--- EXTRACT ---
Flourish magazine, Summer 2010

 
In my pocket I carry keys to my 2005 PT Cruiser and my Southern California suburban house, and I usually have little loose change, too. Ordinary stuff, really. Or is it? I got to thinking about the role my pocket actually plays. It turns out that my pocket carries, in its dark little pouch, the essentials of my everyday life. It carries my way to work, allowing me to earn a living. It carries my purchasing power, allowing me to feed and clothe and shelter myself, my family, and others. And it carries my way home, allowing me to find shelter and enter into a fellowship of people I love and who love me. To think that I keep, almost without thought, such important things in a little fold of cloth sewn at my hip is a bit shocking to me.

My buddies Chris Elisara, John Paget, and I are working on a film project called American Makeover. Our company, First+Main Media, is on a nationwide search for the antidote to suburban sprawl. We’ve seen and heard about some pretty wonderful places and some pretty heartbreaking ones. This gig is causing me to rethink so much of what I’d imagined the good life to be. And then it dawns on me: On some profound level, my pocket carries something even more transcendent than I’d thought. These jangling objects at my hip are my keys to the American Dream. But I’m realizing that this is a dream I’m dying to wake up from.

The start of sprawl
When our nation was still living under the spreading shadow of the mushroom clouds over Hiroshima and Nagasaki, an idea was detonated in the United States with fallout that has left no corner of the country untouched. The idea I’m referring to is the American suburb, and ground zero was a development of 2,000 mass-manufactured houses on Long Island called Levittown. Levittown is generally considered the very first mass-produced suburban neighborhood in human history. Bill Levitt, a returning G.I. responsible throughout the war for building military housing quickly and cost-efficiently with interchangeable parts, brought this industrial building practice stateside to his family’s building firm, Levitt & Sons.

--- GIVEN DATA ---
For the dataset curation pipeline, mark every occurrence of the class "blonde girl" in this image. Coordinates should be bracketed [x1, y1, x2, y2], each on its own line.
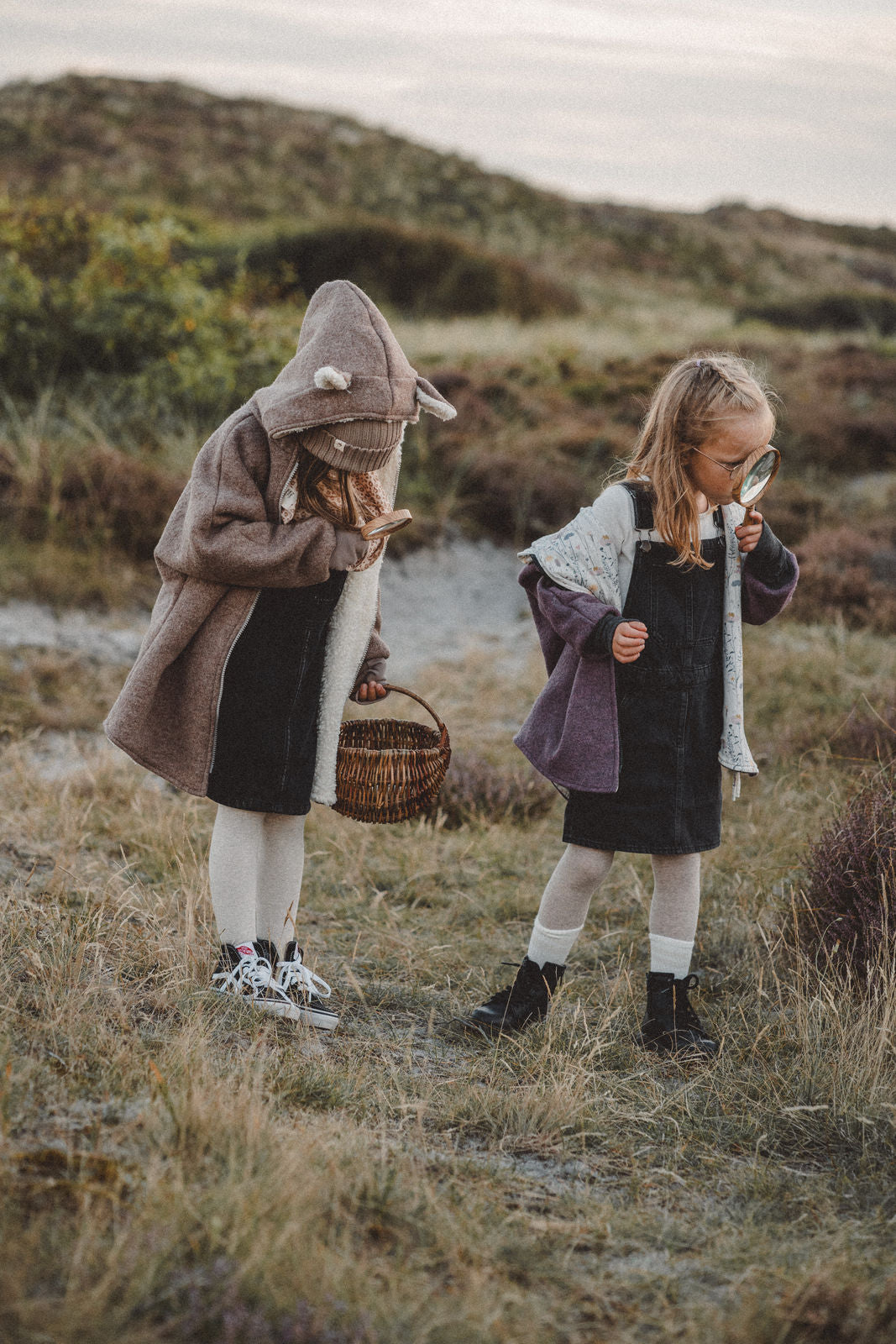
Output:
[470, 354, 797, 1055]
[105, 280, 455, 1030]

--- REQUESTS ---
**1.** Reproduce the part of the Flourish magazine passage that begins at the words "In my pocket" and stops after the words "shocking to me.".
**2.** According to the Flourish magazine passage, why does the pocket carry the essentials of the writer's everyday life?

--- RESPONSES IN ORDER ---
**1.**
In my pocket I carry keys to my 2005 PT Cruiser and my Southern California suburban house, and I usually have little loose change, too. Ordinary stuff, really. Or is it? I got to thinking about the role my pocket actually plays. It turns out that my pocket carries, in its dark little pouch, the essentials of my everyday life. It carries my way to work, allowing me to earn a living. It carries my purchasing power, allowing me to feed and clothe and shelter myself, my family, and others. And it carries my way home, allowing me to find shelter and enter into a fellowship of people I love and who love me. To think that I keep, almost without thought, such important things in a little fold of cloth sewn at my hip is a bit shocking to me.

**2.** The pocket holds the car keys that are the writer's way to work and a living, and the loose change that stands for purchasing power to feed, clothe and shelter the writer, family and others. It also holds the house keys, the way home to shelter and to people the writer loves and who love the writer back.